* [EXERCISE]: Each entry must be reproduced precisely as it stands.

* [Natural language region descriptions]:
------------------------
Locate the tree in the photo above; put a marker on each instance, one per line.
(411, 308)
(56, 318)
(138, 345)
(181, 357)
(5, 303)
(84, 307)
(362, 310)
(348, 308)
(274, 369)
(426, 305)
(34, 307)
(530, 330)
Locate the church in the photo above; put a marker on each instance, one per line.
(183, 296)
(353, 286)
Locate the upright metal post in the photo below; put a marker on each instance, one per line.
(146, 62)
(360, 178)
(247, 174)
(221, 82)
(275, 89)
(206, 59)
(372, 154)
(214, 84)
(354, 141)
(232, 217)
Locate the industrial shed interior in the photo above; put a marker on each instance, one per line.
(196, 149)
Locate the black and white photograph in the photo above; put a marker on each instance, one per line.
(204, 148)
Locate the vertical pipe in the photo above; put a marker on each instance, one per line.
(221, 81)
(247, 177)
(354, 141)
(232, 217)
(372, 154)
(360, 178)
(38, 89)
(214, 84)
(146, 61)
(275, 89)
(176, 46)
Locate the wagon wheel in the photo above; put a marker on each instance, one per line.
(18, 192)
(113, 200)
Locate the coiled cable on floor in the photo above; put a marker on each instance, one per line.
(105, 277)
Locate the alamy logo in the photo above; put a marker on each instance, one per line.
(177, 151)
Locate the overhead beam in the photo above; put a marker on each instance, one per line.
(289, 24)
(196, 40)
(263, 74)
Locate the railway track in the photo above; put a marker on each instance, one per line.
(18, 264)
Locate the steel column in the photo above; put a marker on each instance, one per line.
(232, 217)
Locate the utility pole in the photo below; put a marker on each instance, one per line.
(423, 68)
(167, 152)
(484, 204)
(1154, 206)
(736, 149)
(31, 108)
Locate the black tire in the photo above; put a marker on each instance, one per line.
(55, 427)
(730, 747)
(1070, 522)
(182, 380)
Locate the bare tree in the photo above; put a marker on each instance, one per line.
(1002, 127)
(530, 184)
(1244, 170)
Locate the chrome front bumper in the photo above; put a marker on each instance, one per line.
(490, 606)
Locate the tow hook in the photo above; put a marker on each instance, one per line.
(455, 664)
------------------------
* [SOLUTION BELOW]:
Locate the tree in the photo above; put a marker on each instance, one per line.
(411, 308)
(56, 318)
(138, 345)
(181, 357)
(5, 303)
(84, 307)
(362, 310)
(348, 308)
(274, 369)
(426, 305)
(34, 307)
(530, 330)
Locate the church in the photo above; put a marker on each instance, one per line.
(183, 296)
(353, 286)
Locate the upright metal post in the photo below; put a marker on each instance, one per line.
(146, 62)
(360, 178)
(247, 174)
(221, 82)
(275, 89)
(206, 59)
(372, 154)
(214, 84)
(354, 141)
(232, 217)
Locate the industrial shed interior in the photo above; put a marker on each instance, one per line.
(196, 149)
Locate the black and white photograph in the photo above; put a marker on each instance, one per line.
(204, 148)
Locate the vertical pipe in the photo above; put a marker on each instance, one per line.
(221, 81)
(247, 177)
(354, 141)
(232, 217)
(372, 154)
(360, 178)
(38, 89)
(214, 84)
(146, 61)
(275, 89)
(176, 46)
Locate the wagon wheel in the photo above; put a marker on each instance, one per line.
(18, 192)
(113, 200)
Locate the coiled cable on floor in the photo above; put a marker on each instance, one per line.
(105, 277)
Locate the alamy logo in the photo above; put a marker on each instance, one per line.
(177, 151)
Locate the overhead beam in the photo above; put a marker on each instance, one per line.
(289, 24)
(196, 40)
(263, 74)
Locate the railway track in the photo above; put a marker on each instance, one per line.
(18, 264)
Locate the steel column in the photo above; put a marker on each instance, one per line.
(232, 217)
Locate the utility pole in the photo below; put a marker on each instance, one per line.
(423, 68)
(167, 152)
(484, 204)
(1154, 206)
(736, 149)
(31, 108)
Locate the black tire in the photo above; put a marker on each instance, one per line.
(55, 427)
(730, 747)
(1070, 522)
(182, 380)
Locate the bare tree in the photo above; put a marker on each instance, one per line.
(1002, 127)
(530, 184)
(1244, 170)
Locate the chrome front bumper in the photo above; put a marker on each instance, one per line.
(490, 606)
Locate the tow hook in the photo above; put a marker on each instance, one per line.
(455, 664)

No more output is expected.